[Start of Attachment]

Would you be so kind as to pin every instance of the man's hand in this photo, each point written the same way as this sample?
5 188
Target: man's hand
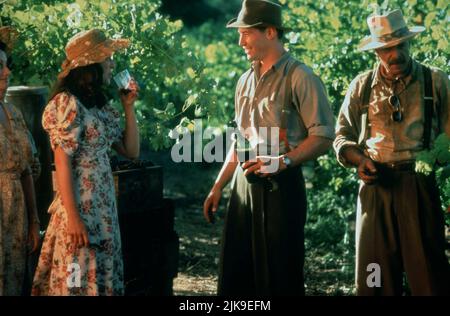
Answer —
211 205
264 166
367 171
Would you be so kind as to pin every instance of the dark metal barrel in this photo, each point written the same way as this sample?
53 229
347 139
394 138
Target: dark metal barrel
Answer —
31 101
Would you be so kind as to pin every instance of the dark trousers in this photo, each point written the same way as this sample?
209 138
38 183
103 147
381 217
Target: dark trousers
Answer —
400 227
263 239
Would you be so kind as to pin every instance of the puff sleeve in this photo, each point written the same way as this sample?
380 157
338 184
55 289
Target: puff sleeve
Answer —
61 119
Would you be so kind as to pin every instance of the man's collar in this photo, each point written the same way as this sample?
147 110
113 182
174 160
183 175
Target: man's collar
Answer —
256 64
378 77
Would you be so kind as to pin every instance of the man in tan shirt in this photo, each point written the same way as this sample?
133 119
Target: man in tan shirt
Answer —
388 116
263 240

[End of Attachment]

◆ Your task ◆
For each line of the entries that holds the word "hand", pull that line out.

◆ Written solution ◆
Would you be so kind as to pin every instance of the man's hand in this photo, each point written the same way as this sample?
Target: man's hand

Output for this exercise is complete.